— BEGIN Excerpted records —

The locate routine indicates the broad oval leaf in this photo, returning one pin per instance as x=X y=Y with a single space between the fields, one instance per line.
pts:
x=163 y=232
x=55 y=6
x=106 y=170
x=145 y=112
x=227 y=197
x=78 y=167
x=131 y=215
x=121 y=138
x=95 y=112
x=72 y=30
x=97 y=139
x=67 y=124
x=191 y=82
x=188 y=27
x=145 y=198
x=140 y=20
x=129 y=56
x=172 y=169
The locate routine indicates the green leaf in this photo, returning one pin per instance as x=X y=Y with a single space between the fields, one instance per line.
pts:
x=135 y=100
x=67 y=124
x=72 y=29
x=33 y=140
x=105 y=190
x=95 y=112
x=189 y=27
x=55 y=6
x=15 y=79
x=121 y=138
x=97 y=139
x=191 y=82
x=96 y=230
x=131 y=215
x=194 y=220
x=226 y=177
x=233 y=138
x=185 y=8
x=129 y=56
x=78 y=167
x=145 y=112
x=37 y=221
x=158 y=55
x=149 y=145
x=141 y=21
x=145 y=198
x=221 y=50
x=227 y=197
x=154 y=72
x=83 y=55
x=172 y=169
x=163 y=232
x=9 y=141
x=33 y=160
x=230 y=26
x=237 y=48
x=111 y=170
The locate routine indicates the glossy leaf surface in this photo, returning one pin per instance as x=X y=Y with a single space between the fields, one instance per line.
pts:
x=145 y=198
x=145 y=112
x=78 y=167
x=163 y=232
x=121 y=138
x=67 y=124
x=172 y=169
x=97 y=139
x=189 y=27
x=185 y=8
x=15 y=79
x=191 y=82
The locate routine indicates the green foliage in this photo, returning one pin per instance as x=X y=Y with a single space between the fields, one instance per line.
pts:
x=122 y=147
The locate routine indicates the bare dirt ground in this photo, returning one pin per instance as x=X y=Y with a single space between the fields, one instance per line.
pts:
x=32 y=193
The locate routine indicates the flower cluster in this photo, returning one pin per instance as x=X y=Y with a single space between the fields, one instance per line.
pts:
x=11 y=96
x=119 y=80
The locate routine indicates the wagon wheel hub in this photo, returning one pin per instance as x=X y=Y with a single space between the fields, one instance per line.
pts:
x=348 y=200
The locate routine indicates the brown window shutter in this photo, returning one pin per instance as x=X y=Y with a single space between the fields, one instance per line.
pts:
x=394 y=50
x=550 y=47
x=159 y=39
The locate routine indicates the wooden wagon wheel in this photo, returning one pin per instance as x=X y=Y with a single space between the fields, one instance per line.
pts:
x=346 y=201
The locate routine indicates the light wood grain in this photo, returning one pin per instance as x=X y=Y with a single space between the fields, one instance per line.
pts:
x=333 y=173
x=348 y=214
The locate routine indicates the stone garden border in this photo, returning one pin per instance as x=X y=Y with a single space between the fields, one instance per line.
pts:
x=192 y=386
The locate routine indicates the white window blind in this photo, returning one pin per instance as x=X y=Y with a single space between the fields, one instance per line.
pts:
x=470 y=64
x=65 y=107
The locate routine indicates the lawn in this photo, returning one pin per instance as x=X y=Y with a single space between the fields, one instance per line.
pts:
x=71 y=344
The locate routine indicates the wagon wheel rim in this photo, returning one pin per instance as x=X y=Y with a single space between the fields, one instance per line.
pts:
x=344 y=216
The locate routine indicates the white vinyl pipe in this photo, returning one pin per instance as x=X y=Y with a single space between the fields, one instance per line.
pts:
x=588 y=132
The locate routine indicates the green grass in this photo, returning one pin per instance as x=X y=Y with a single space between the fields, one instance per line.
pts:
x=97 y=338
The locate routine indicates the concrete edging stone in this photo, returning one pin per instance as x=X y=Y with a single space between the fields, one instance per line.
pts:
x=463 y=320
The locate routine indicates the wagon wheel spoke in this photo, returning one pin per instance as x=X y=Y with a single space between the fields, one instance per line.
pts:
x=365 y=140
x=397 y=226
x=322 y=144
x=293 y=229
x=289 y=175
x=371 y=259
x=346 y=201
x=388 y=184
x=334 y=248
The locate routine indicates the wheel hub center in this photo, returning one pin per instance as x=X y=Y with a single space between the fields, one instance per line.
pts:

— END Excerpted records —

What to work on: Print all of the data above again without changing a single character, keeping every line in its original order.

Exercise solution:
The locate routine indicates the broad oval leaf in this photo, returning one pin per instance as x=X y=Y with a single space between the fields, one instance per line.
pts:
x=163 y=232
x=55 y=6
x=106 y=170
x=145 y=112
x=227 y=197
x=78 y=167
x=131 y=215
x=121 y=138
x=95 y=112
x=72 y=30
x=97 y=139
x=67 y=124
x=191 y=82
x=188 y=27
x=145 y=198
x=140 y=20
x=129 y=56
x=172 y=169
The locate routine indicates the green leaf in this photo, returning one pin per instance as x=X y=Y with a single space between the fields, one instance per line.
pts:
x=135 y=100
x=67 y=124
x=72 y=29
x=33 y=140
x=105 y=190
x=95 y=112
x=189 y=27
x=55 y=6
x=15 y=79
x=121 y=138
x=97 y=139
x=191 y=82
x=96 y=230
x=131 y=215
x=194 y=220
x=226 y=177
x=233 y=138
x=185 y=8
x=129 y=56
x=78 y=167
x=145 y=112
x=37 y=221
x=158 y=55
x=149 y=145
x=141 y=21
x=145 y=198
x=221 y=50
x=227 y=197
x=154 y=72
x=83 y=55
x=172 y=169
x=163 y=232
x=9 y=141
x=33 y=160
x=230 y=26
x=237 y=48
x=111 y=170
The locate routine indicates the glossy leaf surface in this photo, returning one pin per instance as x=X y=Y with a single space between the fields, one instance per line.
pts:
x=145 y=198
x=145 y=112
x=78 y=167
x=163 y=232
x=121 y=138
x=67 y=124
x=172 y=169
x=97 y=139
x=189 y=27
x=185 y=8
x=15 y=79
x=191 y=82
The locate routine indicates the green foliage in this photo, returning one pin per instance as x=X y=Y with a single space between the fields, one instance per line.
pts:
x=122 y=147
The locate routine indicates the bare dirt ground in this photo, returning one pin per instance as x=X y=Y with a single space between the fields, one instance per line.
pts:
x=32 y=193
The locate routine indicates the flower cluster in this photo, returning one pin per instance as x=X y=Y with a single space between the fields, one instance per line.
pts:
x=11 y=96
x=119 y=80
The locate routine indicates the wagon wheel hub in this photo, returning one pin per instance as x=X y=Y with a single space between the fields, one instance per line.
pts:
x=348 y=200
The locate routine indicates the brown window shutter in this photo, returning one pin per instance as x=X y=Y with a single space between the fields, one instance per line.
pts:
x=394 y=50
x=550 y=47
x=159 y=39
The locate routine indicates the wooden wagon wheel in this photo, returning one pin per instance as x=X y=Y with a single space between the fields, one instance per line.
pts:
x=346 y=201
The locate routine indicates the light wood grain in this photo, returning one pin per instance as x=X y=Y with a single space between the fields, one instance per line.
pts:
x=333 y=173
x=348 y=214
The locate routine indicates the stone garden border in this photo, returning one pin per instance as x=X y=Y with a single space between the fields, one instance per line.
pts:
x=192 y=386
The locate routine indicates the white window blind in this photo, returning one pin per instance as x=X y=Y with a single space between the fields, one instance per line.
pts:
x=470 y=64
x=65 y=107
The locate routine indicates the lawn in this photo, returning one pin per instance as x=X y=Y with a single space between the fields, one instance per line.
pts:
x=71 y=344
The locate routine indicates the wagon wheel rim in this photo, returning one pin per instance as x=X y=Y with a single space between the fields, one instance per line.
pts:
x=344 y=216
The locate routine indicates the white vinyl pipe in this photo, returning one pin per instance as x=X y=Y with a single space between the fields, one instance per line.
pts:
x=588 y=132
The locate routine indicates the green grass in this photo, returning one pin per instance as x=X y=Y with a single space between the fields, one instance per line.
pts:
x=97 y=338
The locate routine indicates the concrete edging stone in this photo, returning one pin per instance as x=X y=Y with a single space between the fields, one instance per line.
pts:
x=463 y=320
The locate routine indicates the wagon wheel spoke in this photo, returning one pin per instance as x=X y=Y with a single space between the fields, one instance per line.
pts:
x=365 y=140
x=397 y=226
x=322 y=144
x=293 y=229
x=289 y=175
x=371 y=259
x=346 y=201
x=388 y=184
x=334 y=248
The locate routine indicates the wheel hub center in this photo, returning one pin per instance as x=X y=Y with a single space between the fields, one instance per line.
pts:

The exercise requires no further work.